- **Exercise description**
All of the records must come back exactly as they were given.

(Saved entries)
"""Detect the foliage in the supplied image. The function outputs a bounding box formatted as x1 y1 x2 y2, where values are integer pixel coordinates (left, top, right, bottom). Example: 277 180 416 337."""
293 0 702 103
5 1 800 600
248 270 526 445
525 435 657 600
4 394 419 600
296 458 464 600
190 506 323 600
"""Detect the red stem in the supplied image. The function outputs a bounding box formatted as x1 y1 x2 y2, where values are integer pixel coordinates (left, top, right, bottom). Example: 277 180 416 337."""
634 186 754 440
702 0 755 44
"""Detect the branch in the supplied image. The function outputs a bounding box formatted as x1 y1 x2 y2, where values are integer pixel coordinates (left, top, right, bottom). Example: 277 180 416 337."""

- **Solution for this exercise**
"""Detect the foliage in the supplied image. The function outputs a bounding box formatted as x1 y1 x2 y2, where values are integer pixel coordinates (left, top, right, bottom). Example: 277 180 416 337."""
293 0 702 103
5 1 800 600
248 270 526 445
525 435 657 600
4 394 419 600
296 458 464 600
190 506 323 600
"""Detect the red stem in the supplied image. The function outputs a bounding box formatted as x1 y1 x2 y2, where values are integer pixel coordinates (left, top, right, bottom). Example: 277 180 416 337."""
634 186 754 440
702 0 755 44
"""Detect the branch in the supplied image. The function outputs a bounding box formatted as x1 y1 x2 y2, where values are integer pixel coordinates (left, top, right, bottom). Example: 277 180 416 337."""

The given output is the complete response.